INSTRUCTION »
Repeat every line below exactly, word for word.

DATA EXTRACT »
◇ ◇ ◇

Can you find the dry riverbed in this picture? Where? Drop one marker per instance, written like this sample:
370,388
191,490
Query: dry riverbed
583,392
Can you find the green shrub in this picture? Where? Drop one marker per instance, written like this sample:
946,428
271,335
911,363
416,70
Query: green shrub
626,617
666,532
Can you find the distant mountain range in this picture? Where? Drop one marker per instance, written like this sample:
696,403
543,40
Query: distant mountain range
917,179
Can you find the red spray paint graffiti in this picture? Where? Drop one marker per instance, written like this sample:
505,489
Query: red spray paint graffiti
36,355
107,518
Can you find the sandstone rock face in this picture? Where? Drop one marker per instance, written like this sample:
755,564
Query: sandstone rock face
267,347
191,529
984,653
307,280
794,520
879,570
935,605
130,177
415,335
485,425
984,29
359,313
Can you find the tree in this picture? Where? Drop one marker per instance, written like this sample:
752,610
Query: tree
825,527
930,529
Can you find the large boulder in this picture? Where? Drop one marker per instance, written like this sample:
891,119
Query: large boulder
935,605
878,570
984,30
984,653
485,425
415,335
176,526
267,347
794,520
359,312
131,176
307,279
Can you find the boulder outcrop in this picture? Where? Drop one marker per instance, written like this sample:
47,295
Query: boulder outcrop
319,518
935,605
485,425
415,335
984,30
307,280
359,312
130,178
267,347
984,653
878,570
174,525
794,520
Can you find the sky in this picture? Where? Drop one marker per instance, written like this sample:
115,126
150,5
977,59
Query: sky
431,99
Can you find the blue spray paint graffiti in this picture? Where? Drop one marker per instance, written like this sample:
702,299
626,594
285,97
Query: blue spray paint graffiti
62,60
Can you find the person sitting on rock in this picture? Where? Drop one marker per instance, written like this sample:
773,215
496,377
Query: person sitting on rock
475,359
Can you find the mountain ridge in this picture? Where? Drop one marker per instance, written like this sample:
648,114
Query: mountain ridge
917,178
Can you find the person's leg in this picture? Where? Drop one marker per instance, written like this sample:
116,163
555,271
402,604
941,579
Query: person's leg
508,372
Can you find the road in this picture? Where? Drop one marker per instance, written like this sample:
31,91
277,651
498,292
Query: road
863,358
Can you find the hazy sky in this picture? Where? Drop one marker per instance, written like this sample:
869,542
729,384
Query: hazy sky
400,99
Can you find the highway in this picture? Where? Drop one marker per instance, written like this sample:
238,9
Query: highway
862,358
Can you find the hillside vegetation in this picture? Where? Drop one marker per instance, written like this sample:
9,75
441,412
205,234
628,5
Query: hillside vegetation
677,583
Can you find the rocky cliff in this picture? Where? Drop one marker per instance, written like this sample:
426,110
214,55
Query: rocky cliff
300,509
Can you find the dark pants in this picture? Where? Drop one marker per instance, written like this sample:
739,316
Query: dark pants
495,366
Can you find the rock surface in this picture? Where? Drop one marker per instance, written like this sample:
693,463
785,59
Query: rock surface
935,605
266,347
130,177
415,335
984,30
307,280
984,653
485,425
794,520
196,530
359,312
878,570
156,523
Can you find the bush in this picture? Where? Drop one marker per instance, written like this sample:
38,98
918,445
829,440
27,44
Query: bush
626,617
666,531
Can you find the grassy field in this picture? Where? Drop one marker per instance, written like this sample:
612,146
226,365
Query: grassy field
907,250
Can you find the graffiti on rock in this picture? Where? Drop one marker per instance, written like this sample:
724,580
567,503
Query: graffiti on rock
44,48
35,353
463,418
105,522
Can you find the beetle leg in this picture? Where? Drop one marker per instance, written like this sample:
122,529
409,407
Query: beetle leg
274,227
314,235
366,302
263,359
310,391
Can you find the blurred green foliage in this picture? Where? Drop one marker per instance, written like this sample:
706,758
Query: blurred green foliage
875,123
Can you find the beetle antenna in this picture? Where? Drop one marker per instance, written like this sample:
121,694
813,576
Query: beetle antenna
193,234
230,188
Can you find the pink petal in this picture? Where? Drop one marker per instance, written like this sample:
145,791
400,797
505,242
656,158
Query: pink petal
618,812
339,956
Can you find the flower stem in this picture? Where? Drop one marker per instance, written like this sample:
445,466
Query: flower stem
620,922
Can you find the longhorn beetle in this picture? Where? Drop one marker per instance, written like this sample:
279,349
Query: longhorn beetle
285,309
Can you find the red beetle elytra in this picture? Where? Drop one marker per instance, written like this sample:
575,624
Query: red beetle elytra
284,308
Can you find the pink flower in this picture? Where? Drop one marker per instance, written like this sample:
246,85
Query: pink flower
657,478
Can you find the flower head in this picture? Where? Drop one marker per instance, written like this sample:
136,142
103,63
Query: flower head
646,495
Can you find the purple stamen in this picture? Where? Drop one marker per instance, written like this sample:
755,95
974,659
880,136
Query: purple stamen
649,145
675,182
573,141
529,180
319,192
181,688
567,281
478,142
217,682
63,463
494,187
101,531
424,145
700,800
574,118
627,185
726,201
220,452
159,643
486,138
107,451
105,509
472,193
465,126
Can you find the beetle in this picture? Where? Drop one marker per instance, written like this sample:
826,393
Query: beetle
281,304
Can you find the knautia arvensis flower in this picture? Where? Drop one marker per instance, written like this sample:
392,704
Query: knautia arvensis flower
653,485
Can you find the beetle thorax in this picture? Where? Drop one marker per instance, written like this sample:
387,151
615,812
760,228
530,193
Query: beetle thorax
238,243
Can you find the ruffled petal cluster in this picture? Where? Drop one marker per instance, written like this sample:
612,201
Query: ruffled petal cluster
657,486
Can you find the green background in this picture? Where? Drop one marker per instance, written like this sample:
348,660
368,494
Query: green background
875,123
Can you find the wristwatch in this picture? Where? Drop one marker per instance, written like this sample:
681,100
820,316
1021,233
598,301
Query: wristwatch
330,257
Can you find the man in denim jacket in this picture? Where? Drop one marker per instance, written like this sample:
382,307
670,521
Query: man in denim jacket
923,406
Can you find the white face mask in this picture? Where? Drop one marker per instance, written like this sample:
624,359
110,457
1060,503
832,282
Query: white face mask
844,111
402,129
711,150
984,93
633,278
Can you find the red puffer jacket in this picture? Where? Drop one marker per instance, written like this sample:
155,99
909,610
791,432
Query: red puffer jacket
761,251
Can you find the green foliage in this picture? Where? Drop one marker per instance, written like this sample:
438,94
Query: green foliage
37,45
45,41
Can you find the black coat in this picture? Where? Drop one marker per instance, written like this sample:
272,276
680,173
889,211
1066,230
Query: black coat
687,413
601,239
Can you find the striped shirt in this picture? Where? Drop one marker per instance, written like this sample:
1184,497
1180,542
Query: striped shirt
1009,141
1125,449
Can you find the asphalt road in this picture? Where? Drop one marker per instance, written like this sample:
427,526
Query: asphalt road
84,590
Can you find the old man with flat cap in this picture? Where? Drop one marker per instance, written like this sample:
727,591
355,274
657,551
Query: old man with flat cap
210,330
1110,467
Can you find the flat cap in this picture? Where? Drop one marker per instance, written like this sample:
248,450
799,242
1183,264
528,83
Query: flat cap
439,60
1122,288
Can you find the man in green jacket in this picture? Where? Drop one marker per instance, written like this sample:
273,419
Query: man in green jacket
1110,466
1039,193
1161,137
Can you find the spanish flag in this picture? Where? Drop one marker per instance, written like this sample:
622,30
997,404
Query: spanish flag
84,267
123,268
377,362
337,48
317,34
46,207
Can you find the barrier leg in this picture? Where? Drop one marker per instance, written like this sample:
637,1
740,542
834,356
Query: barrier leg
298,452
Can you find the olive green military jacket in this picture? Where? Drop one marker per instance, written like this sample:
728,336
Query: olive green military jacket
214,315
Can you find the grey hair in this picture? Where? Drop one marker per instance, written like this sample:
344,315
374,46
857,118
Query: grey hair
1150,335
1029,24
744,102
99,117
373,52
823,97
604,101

◇ ◇ ◇

SOLUTION FOR THIS TASK »
Can you find the dry riverbed in this picture? Where? Drop one marker per instance, written like this sample:
370,388
191,490
Query: dry riverbed
583,392
Can you find the green shrub in this picture? Where? Drop one marker per instance, written like this sample:
946,428
271,335
911,363
416,70
Query: green shrub
626,617
666,532
Can you find the distant mountain range in this picture? Where? Drop one marker per instance, written like this sample:
696,403
543,40
Query: distant mountain range
917,179
Can you find the red spray paint graffiti in this picture? Where? Drop one marker per instance, written like this sample:
505,489
Query: red spray paint graffiti
36,355
107,518
Can you find the sandstone rock face in this picture? Where? Drop one marker per instance, written like this sample:
755,564
Query: sandstone rock face
267,347
191,529
984,653
307,280
794,520
879,570
935,605
130,177
415,335
485,425
984,29
359,313
Can you find the tree in this picture? Where? Drop one marker per instance, written like this sample:
752,610
Query: tree
825,527
930,529
Can you find the large boulder in this picture? Where? Drop one marker per instance, written like this sample:
891,119
Query: large boulder
935,605
878,570
984,30
984,653
485,425
415,335
176,526
267,347
794,520
359,312
131,176
307,279
Can you find the boulder outcrop in this picture? Where? Drop one marker per instance, written like this sample:
47,295
Query: boulder outcrop
319,518
935,605
485,425
415,335
984,30
307,280
359,312
130,178
267,347
984,653
878,570
174,525
794,520
Can you find the sky in this picture? Where? Drop one marker per instance, written like this sample:
115,126
150,5
977,59
Query: sky
431,99
Can you find the blue spray paint graffiti in this picture? Where? Drop one marker per instance, written like this sample:
702,299
626,594
285,97
Query: blue spray paint graffiti
62,60
Can you find the person sitting on rock in this picture? Where? Drop one marker per instance, written like this sample:
773,215
496,377
Query: person sitting on rock
475,359
Can you find the mountain ridge in this picture? Where? Drop one marker per instance, written like this sample:
648,114
Query: mountain ridge
917,178
Can you find the person's leg in this picture? Where? Drop one marker per instance, written like this sample:
116,163
555,271
402,604
941,579
Query: person's leg
508,372
Can you find the road in this picture? Where? Drop one marker per instance, written like this sample:
31,91
277,651
498,292
Query: road
863,358
Can you find the hazy sky in this picture? Where? Drop one marker per instance, written like this sample:
869,542
729,384
Query: hazy sky
400,99
Can you find the highway in this picture? Where? Drop one marker per instance, written like this sample:
238,9
Query: highway
862,358
Can you find the hillside vegetation in this picture? Where? Drop one marker per instance, written like this sample:
9,75
441,412
205,234
628,5
Query: hillside vegetation
677,583
Can you find the rocky cliff in this picture? Where? Drop one marker per instance, written like this sample:
426,110
214,55
Query: rocky cliff
300,509
Can you find the dark pants in this picture? Where? Drop one marker per instance, written like this sample:
739,316
Query: dark pants
495,366
Can you find the rock surface in this picture? Where? Drop one marker per instance, written like this sample:
693,463
785,59
Query: rock surface
935,605
266,347
130,177
415,335
984,30
307,280
984,653
485,425
794,520
196,530
359,312
878,570
156,523
Can you find the bush in this picture? Where? Drop one marker per instance, written like this sample:
38,98
918,445
829,440
27,44
Query: bush
626,617
666,531
Can you find the grassy field in this picture? Where? Drop one marker per instance, written like this sample:
612,146
226,365
Query: grassy field
907,250
Can you find the graffiti on rock in this picture? Where? Drop one marker per instance, written like this sample:
724,580
567,503
Query: graffiti on rock
44,48
35,353
463,418
105,522
Can you find the beetle leg in this picture? Where? Drop one marker per instance, written like this sample:
122,529
409,407
Query: beetle leg
274,227
314,235
366,302
263,359
310,391
Can you find the blurred green foliage in this picture? Where? Drop one marker per instance, written like this sample:
706,758
Query: blurred green foliage
875,123
Can you find the beetle antenna in this picture? Where? Drop one marker per instance, written like this sample:
121,694
813,576
Query: beetle antenna
193,234
230,188
Can you find the pink petal in this picture? Where? Drop one marker per instance, written like this sample:
145,791
400,797
505,242
656,158
Query: pink petal
618,812
339,956
Can you find the flower stem in this picture? Where? Drop one marker per instance, written like this sample:
445,466
Query: flower stem
620,922
Can you find the longhorn beetle in this picture? Where? Drop one marker per instance, written like this sample:
279,349
Query: longhorn beetle
285,309
Can you find the red beetle elytra in this picture? Where? Drop one marker per instance, written like this sample:
575,624
Query: red beetle elytra
284,308
Can you find the pink flower in this picture? Where? Drop one marker per instance, written like this sample:
246,85
Query: pink flower
657,478
Can you find the flower head in this picture? Where? Drop one marker per instance, written like this sample:
136,142
103,63
Query: flower head
646,495
Can you find the purple stamen in this picture? Where? Drop one marker per instance, written like this sample:
755,95
974,659
880,136
Query: purple stamen
649,145
675,182
573,141
529,180
319,192
181,688
567,281
478,142
217,682
63,463
494,187
101,531
424,145
700,800
574,118
627,185
726,201
220,452
159,643
486,138
107,451
105,509
472,193
465,126
Can you find the beetle in this picture? Where? Drop one marker per instance, written like this sample:
826,393
Query: beetle
281,304
Can you find the knautia arvensis flower in this picture? Where? Drop one marker per instance, written like this sample:
392,704
Query: knautia arvensis flower
653,485
Can you find the beetle thorax in this picture? Where? Drop one marker per instance, written like this sample:
387,151
615,812
760,228
530,193
Query: beetle thorax
238,243
Can you find the ruffled petal cluster in this picture? Where? Drop one marker per instance, written like this sample:
612,201
Query: ruffled petal cluster
657,486
Can you find the green background in this picture? Where? Drop one marker per instance, written like this sample:
348,660
368,494
Query: green background
875,123
Can you find the wristwatch in this picture? Where? Drop one marker per instance, written like this sample:
681,100
820,316
1021,233
598,301
Query: wristwatch
330,257
Can you find the man in denim jacket in this picture? Where? Drop one marker per instance, written like this sample:
382,307
670,521
Query: man in denim jacket
923,406
Can you find the white face mask in this picture? Where? Drop one marker per instance, written like this sample:
624,359
110,457
1060,503
832,282
Query: white face mask
844,111
402,129
711,150
984,93
633,278
Can you find the red puffer jacket in this picture? Where? Drop one marker per instance, written like this sample:
155,99
909,610
791,432
Query: red puffer jacket
761,251
Can you find the green foliage in this picture? Where? Drop one marker per instance, written like this sample:
438,94
Query: green foliage
37,45
45,41
Can you find the black coat in this picture? Where? Drop one marker per instance, written like this sample:
272,276
680,173
889,211
1066,230
Query: black coat
687,413
601,239
Can you find the striped shirt in this picture? Where? Drop one marker per instance, written like this sample:
1184,497
1180,542
Query: striped shirt
1009,141
1125,449
Can you find the asphalt road in this picture? Where? Drop one marker per instance, written like this sample:
427,526
Query: asphalt road
84,590
Can you find the old man with flat cap in this picture? Where? Drop one marker per instance, written like this sample:
727,591
355,274
657,551
Query: old man with flat cap
210,330
1110,467
Can you find the flat cap in this picture? Where? Drop one marker per instance, written like this sample:
248,450
799,242
1183,264
528,83
Query: flat cap
439,60
1122,288
Can you find the man in green jacket in this picture? Where? Drop one marker per instance, written like this sample:
273,419
Query: man in green jacket
1110,466
1039,193
1161,137
Can you find the spanish flag in this picture? Where? Drop one marker per instance, written like this sample:
622,30
997,404
Query: spanish flag
84,267
123,268
377,362
337,48
317,34
46,207
Can you find the barrier leg in this picture? Where? Drop one marker per instance, written like this sample:
637,1
740,542
834,356
Query: barrier leg
298,452
Can you find the olive green military jacket in this picture? Where? Drop one marker per instance, written like this sample:
728,336
Query: olive green military jacket
214,315
Can you find the grey hair in this picture? Where? Drop one marker per instance, written like this sample:
344,315
374,46
857,118
Query: grey hair
1150,335
1029,24
744,102
99,117
373,52
823,97
604,101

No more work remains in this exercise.